- AIM OF THE TASK -
Would it be possible to quote, exactly and in full, the lines from the one with "of the dusk" through the end of the entries below?

- INFORMATION SUPPLIED -
= = = =

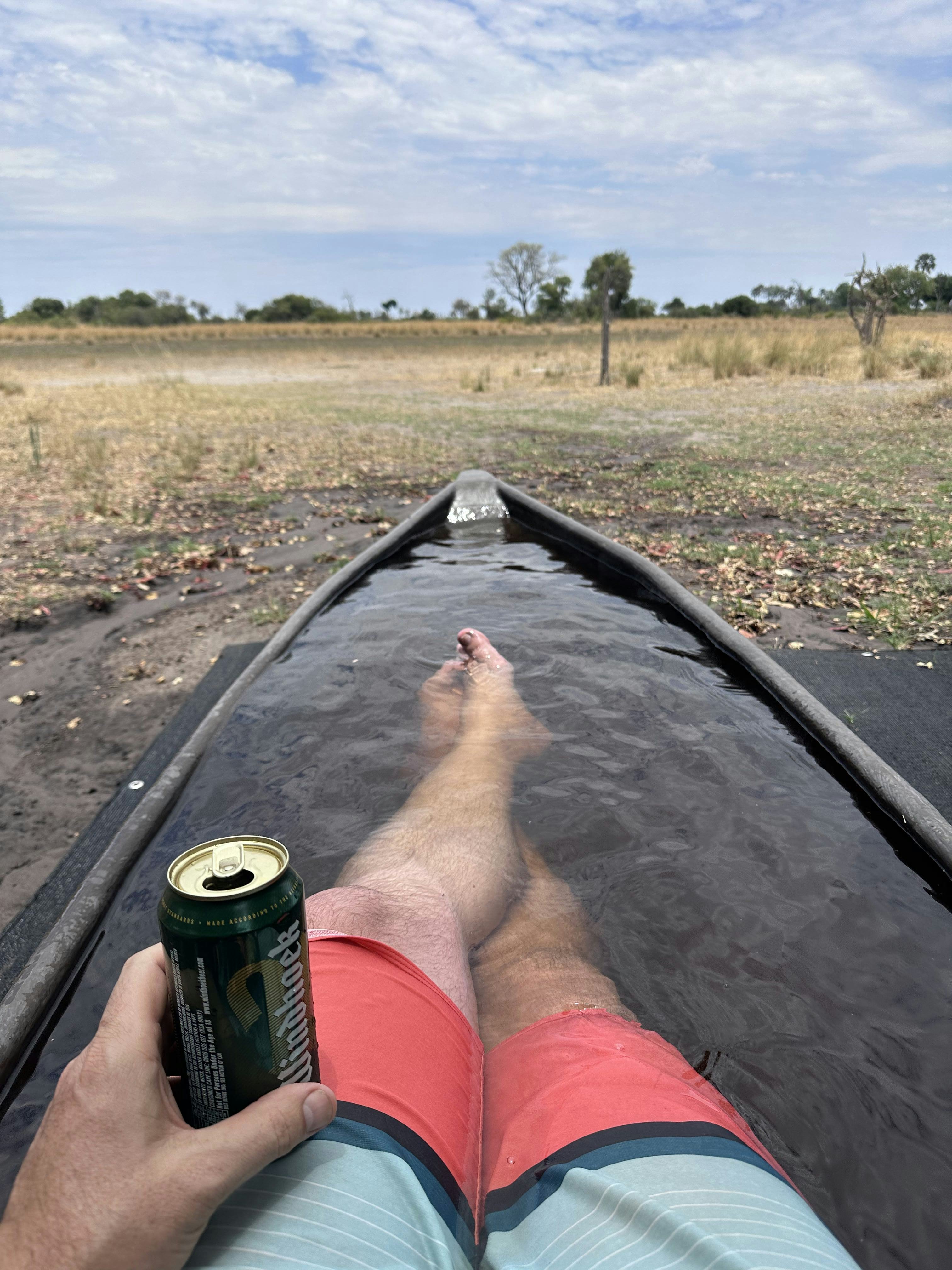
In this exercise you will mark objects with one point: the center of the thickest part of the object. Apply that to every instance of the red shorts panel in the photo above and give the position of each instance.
(581, 1073)
(391, 1041)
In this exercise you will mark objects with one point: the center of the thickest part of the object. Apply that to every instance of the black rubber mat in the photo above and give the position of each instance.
(900, 708)
(32, 924)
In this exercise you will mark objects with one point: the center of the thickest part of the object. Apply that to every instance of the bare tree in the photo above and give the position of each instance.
(521, 270)
(609, 279)
(869, 301)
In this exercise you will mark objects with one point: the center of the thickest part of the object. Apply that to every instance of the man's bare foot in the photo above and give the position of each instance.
(479, 656)
(441, 703)
(493, 710)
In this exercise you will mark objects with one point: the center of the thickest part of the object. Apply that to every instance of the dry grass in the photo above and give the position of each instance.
(120, 439)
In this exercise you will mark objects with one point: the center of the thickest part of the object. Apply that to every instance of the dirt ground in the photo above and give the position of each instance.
(167, 493)
(106, 684)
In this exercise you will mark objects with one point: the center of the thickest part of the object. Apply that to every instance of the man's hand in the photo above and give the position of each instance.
(116, 1180)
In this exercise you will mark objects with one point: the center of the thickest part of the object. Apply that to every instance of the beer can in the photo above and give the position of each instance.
(235, 936)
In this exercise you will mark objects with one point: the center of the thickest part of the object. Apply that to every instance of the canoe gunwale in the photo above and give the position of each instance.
(894, 796)
(55, 967)
(50, 967)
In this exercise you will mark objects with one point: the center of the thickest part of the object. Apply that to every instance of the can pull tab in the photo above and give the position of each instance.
(228, 859)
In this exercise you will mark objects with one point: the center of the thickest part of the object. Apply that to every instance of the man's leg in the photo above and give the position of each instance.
(540, 961)
(437, 879)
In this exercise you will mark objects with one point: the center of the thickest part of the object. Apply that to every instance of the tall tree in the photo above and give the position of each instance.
(521, 270)
(871, 298)
(609, 280)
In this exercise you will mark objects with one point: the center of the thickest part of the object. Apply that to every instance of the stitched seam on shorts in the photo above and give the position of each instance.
(564, 1014)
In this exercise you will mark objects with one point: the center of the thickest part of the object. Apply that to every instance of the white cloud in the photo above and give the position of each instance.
(594, 117)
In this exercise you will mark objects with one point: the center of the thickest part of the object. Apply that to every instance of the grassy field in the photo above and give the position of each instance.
(770, 464)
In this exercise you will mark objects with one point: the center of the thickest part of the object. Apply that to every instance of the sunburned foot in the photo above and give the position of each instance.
(494, 712)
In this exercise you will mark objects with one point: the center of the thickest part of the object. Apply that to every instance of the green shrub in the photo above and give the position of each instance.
(742, 306)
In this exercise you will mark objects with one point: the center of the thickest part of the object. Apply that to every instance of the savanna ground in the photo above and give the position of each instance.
(799, 484)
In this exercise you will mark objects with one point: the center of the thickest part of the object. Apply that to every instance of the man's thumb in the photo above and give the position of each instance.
(267, 1130)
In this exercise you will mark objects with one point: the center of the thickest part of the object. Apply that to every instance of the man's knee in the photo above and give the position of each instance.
(421, 924)
(389, 915)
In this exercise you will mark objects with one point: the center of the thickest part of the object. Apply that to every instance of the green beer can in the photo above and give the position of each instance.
(235, 936)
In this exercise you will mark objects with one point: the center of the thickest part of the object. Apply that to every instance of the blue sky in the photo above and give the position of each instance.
(233, 150)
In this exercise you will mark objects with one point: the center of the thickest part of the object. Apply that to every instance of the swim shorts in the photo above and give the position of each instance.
(583, 1142)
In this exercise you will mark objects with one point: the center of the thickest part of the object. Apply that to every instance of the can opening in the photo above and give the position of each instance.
(230, 882)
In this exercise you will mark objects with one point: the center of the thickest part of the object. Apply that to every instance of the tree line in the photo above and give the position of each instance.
(529, 285)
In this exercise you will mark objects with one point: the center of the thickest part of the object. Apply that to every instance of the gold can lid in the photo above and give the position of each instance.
(228, 868)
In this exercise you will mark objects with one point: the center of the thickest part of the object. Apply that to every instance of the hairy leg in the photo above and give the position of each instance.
(540, 961)
(437, 879)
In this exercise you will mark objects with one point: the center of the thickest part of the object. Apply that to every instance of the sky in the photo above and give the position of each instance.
(233, 150)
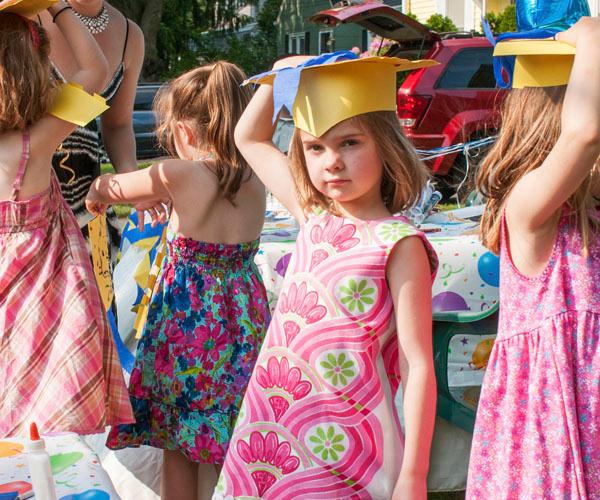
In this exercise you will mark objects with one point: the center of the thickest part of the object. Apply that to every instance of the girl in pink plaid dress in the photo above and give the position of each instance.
(58, 363)
(536, 435)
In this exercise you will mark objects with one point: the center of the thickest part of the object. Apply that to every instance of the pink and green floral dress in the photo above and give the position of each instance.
(318, 419)
(538, 422)
(206, 323)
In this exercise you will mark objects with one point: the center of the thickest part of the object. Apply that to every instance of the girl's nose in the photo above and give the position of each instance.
(334, 161)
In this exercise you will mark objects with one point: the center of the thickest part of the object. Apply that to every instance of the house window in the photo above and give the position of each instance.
(297, 43)
(326, 41)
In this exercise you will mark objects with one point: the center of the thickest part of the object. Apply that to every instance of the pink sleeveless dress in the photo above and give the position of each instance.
(537, 433)
(318, 419)
(58, 362)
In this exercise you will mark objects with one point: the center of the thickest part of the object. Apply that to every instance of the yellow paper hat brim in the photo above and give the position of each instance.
(26, 8)
(331, 93)
(538, 63)
(75, 105)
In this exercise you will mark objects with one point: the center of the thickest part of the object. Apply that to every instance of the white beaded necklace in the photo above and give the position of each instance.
(96, 24)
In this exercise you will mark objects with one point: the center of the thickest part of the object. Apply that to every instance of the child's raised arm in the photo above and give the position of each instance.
(92, 69)
(410, 286)
(253, 137)
(537, 197)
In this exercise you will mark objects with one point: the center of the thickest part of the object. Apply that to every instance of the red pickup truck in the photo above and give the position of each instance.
(448, 104)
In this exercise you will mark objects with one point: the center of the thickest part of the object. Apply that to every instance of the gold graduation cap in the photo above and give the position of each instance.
(330, 93)
(26, 8)
(538, 63)
(75, 105)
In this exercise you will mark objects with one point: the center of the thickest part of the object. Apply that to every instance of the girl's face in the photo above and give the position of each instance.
(344, 164)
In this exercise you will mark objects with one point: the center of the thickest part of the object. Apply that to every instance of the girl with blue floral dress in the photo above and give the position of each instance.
(209, 310)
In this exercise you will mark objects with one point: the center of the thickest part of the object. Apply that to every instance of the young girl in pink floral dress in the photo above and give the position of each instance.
(209, 311)
(354, 317)
(536, 434)
(58, 362)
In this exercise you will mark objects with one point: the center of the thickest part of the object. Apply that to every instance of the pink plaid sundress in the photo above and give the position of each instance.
(58, 361)
(538, 422)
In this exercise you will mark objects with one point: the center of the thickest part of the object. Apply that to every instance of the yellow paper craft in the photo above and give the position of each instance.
(27, 8)
(75, 105)
(330, 93)
(144, 305)
(539, 63)
(100, 259)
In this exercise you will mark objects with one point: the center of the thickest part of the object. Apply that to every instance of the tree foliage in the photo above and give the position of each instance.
(440, 24)
(503, 21)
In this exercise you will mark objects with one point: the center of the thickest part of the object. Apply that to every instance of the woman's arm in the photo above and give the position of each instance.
(253, 137)
(117, 122)
(149, 184)
(410, 286)
(536, 198)
(91, 72)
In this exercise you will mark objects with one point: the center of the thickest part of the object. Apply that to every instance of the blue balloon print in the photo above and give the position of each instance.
(488, 267)
(88, 495)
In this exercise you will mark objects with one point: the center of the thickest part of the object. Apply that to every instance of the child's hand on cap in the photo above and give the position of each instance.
(290, 62)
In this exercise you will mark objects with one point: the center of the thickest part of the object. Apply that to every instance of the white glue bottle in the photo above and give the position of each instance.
(39, 466)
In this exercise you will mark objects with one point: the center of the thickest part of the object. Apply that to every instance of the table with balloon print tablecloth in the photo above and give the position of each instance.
(77, 472)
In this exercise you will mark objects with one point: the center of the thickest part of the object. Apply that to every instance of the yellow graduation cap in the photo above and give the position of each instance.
(332, 92)
(26, 8)
(538, 63)
(75, 105)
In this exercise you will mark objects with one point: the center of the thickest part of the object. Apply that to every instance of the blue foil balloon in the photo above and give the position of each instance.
(550, 14)
(536, 19)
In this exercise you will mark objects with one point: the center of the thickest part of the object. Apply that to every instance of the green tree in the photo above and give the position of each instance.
(440, 24)
(503, 21)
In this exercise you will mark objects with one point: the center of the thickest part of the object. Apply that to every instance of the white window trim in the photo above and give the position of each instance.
(298, 35)
(330, 31)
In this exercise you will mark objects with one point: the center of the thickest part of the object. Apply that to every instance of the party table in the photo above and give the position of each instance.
(77, 472)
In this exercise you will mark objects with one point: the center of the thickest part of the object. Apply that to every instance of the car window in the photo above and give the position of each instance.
(469, 69)
(144, 97)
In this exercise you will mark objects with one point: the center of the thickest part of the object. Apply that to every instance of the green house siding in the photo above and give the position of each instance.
(293, 22)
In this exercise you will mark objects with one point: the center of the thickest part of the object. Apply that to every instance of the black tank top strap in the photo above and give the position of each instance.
(126, 37)
(22, 164)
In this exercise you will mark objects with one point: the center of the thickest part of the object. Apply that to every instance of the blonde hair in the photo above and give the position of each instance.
(531, 120)
(404, 175)
(26, 86)
(212, 99)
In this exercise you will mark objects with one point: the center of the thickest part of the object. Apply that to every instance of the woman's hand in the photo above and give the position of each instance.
(158, 210)
(291, 61)
(93, 203)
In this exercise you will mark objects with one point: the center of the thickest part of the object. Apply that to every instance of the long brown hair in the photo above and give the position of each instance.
(530, 128)
(26, 87)
(404, 175)
(211, 98)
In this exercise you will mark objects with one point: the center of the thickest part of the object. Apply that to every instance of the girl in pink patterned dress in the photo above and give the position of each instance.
(318, 419)
(536, 434)
(58, 362)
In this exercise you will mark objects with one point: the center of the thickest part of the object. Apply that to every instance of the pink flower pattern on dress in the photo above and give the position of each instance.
(536, 434)
(279, 374)
(302, 303)
(291, 397)
(335, 233)
(275, 457)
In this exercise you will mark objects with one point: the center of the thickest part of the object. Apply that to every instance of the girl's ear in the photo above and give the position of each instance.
(185, 132)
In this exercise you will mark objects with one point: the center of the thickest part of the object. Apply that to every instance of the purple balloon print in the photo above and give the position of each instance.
(448, 301)
(282, 264)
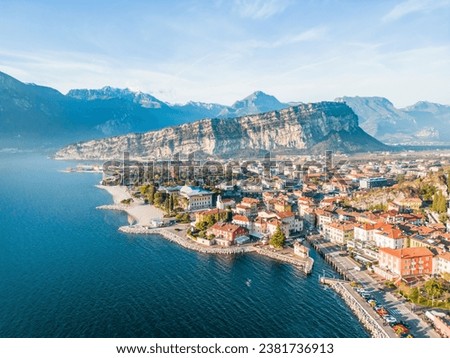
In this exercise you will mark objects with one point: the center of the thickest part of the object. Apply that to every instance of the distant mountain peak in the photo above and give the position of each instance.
(108, 93)
(256, 102)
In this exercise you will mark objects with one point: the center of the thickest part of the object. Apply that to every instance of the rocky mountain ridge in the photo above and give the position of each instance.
(299, 129)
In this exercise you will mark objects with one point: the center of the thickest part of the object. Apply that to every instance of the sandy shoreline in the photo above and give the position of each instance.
(142, 213)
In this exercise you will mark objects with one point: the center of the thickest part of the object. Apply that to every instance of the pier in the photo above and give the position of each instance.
(366, 315)
(180, 237)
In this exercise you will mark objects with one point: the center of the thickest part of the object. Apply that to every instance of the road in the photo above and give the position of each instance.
(398, 308)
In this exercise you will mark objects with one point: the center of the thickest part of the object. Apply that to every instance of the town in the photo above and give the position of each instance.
(386, 216)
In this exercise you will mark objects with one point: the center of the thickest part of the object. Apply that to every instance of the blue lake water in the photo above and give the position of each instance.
(65, 271)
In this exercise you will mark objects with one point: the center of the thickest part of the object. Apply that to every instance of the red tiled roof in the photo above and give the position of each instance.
(408, 253)
(241, 218)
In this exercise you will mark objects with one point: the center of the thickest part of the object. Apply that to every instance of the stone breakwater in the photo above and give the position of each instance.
(305, 263)
(116, 207)
(366, 315)
(186, 242)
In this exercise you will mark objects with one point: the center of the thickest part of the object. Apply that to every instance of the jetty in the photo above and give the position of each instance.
(366, 315)
(177, 234)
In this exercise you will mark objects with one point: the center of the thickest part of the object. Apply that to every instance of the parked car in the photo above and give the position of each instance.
(390, 319)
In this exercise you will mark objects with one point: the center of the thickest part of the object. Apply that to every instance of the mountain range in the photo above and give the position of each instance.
(424, 123)
(301, 129)
(30, 112)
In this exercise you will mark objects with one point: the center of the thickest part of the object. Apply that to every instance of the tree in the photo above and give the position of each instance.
(427, 191)
(151, 194)
(229, 215)
(158, 199)
(439, 203)
(448, 181)
(433, 288)
(278, 238)
(414, 295)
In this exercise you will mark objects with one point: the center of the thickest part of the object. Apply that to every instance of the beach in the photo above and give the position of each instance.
(141, 213)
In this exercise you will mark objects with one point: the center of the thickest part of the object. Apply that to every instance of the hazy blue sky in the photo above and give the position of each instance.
(220, 51)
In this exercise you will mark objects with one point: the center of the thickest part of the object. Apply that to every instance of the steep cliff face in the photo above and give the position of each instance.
(297, 129)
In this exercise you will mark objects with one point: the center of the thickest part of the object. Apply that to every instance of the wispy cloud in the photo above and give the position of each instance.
(259, 9)
(411, 6)
(313, 34)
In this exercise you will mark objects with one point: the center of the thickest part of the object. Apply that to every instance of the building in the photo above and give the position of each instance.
(364, 232)
(300, 250)
(408, 204)
(387, 236)
(293, 223)
(369, 183)
(197, 198)
(338, 232)
(441, 265)
(243, 221)
(224, 203)
(225, 234)
(282, 206)
(324, 217)
(413, 261)
(251, 204)
(274, 223)
(217, 214)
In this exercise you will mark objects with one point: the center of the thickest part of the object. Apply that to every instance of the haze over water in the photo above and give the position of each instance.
(65, 271)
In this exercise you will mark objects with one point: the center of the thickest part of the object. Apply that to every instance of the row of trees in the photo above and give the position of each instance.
(439, 203)
(170, 203)
(432, 293)
(278, 238)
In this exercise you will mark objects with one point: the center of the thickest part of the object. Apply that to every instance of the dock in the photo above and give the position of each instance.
(366, 315)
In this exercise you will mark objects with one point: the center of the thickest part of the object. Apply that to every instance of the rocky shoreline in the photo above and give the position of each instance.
(306, 264)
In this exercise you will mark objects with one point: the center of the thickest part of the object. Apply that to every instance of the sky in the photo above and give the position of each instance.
(221, 51)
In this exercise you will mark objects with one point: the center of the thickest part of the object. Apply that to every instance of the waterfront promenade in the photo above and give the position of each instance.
(367, 316)
(177, 234)
(346, 267)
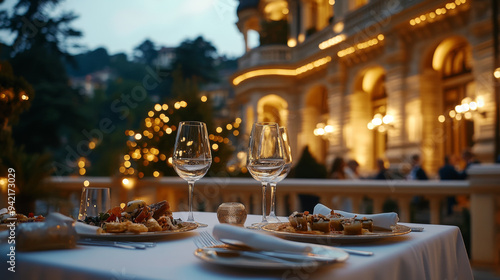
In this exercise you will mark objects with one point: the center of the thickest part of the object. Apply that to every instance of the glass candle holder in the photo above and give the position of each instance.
(233, 213)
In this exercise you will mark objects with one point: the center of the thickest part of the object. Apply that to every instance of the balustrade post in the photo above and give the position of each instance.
(404, 208)
(356, 202)
(435, 209)
(280, 205)
(378, 203)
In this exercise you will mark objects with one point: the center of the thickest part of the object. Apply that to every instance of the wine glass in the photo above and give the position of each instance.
(192, 157)
(287, 155)
(265, 158)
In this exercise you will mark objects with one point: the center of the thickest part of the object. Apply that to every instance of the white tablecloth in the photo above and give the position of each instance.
(436, 253)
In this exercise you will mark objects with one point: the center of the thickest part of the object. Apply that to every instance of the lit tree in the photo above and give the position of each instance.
(150, 148)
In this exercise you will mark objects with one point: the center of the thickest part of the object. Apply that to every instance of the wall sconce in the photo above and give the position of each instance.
(323, 130)
(467, 108)
(381, 123)
(128, 183)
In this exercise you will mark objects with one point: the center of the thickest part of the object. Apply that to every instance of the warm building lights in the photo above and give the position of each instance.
(430, 16)
(381, 123)
(282, 72)
(363, 45)
(332, 41)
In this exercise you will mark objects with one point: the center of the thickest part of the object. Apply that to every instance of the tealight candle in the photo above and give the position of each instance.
(232, 213)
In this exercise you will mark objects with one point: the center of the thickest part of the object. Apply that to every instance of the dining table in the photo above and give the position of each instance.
(437, 252)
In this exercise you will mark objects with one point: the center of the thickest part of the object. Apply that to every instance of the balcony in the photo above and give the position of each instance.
(265, 55)
(482, 191)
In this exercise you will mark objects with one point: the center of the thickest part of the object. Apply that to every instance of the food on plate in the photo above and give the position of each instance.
(334, 223)
(299, 220)
(136, 217)
(6, 218)
(367, 224)
(320, 223)
(352, 227)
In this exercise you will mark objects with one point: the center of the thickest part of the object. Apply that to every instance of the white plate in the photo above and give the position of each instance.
(187, 226)
(334, 255)
(331, 238)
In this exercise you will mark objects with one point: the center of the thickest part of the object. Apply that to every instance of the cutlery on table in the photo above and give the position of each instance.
(117, 244)
(242, 246)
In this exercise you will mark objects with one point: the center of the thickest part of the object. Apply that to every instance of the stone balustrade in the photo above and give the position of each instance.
(482, 190)
(265, 55)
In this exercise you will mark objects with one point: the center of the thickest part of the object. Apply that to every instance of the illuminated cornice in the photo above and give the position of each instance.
(331, 42)
(363, 45)
(431, 16)
(281, 71)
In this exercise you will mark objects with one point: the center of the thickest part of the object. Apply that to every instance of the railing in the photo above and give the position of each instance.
(265, 55)
(482, 190)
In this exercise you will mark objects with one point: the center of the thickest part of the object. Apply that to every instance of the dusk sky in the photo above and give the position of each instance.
(120, 26)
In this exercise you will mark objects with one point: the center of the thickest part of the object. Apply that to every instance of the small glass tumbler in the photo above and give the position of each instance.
(94, 201)
(233, 213)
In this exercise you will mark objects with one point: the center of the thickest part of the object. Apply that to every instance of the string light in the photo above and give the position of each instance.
(433, 15)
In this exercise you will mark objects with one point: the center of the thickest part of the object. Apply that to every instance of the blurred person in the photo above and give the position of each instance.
(383, 172)
(417, 172)
(469, 159)
(351, 169)
(448, 170)
(337, 170)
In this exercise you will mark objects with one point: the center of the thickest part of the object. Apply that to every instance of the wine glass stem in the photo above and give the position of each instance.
(190, 201)
(272, 212)
(264, 185)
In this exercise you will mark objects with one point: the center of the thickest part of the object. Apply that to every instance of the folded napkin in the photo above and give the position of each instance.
(382, 220)
(259, 240)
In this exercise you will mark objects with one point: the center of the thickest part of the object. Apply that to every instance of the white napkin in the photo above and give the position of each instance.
(259, 240)
(382, 220)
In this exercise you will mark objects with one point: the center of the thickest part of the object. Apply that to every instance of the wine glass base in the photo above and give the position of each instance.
(257, 225)
(272, 219)
(199, 224)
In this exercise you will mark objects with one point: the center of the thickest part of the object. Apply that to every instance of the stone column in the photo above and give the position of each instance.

= = = =

- EXPECTED OUTPUT -
In this exercise you will mark objects with one point: the center of the thickest part of the object. Apply that to every instance of the dusk sky in the photo above and give the position of each instance.
(120, 26)
In this exercise you will mark objects with one point: the center of the thickest part of the object. Apply that to every instance of the small glass tumbler in the photo above and give the position of each instance.
(94, 201)
(233, 213)
In this exercise you will mark objects with one point: the center of the thickest part of the object. Apply that to every instance of the string light in the photo above and give the position of each instance.
(433, 15)
In this exercise you will mark objects with one point: the center of the thickest part of the object. Apply that to every instance of the blurred person in the photo above and give the position of each instance.
(383, 172)
(417, 172)
(469, 159)
(351, 169)
(448, 170)
(337, 170)
In this exercise you will mark objects with one point: the center of the thickest part of the object. Apply that to every instance of the wine glass stem in the photo above and give the position of each instance.
(190, 201)
(272, 212)
(264, 185)
In this exercise you will mark objects with one point: the center of the thickest part of the object. Apply that to every instance of the folded napkin in the photo above and give the position of each instance.
(382, 220)
(259, 240)
In this exercise you will mark objects with one point: the center of the thickest part of the object. Apply that to every instance of the white napkin in the photo above and give the position of each instance.
(259, 240)
(382, 220)
In this exercise you will mark objects with one point: the center of the thickest part of the object. Apply that to every instance of the wine glass base in the photo above and give the position of each instance.
(257, 225)
(272, 219)
(199, 224)
In this exercise you will mark objects with one point: the center of the thickest part of the object. Apply that to every instance of the stone column in the photo above and give the position of each instance.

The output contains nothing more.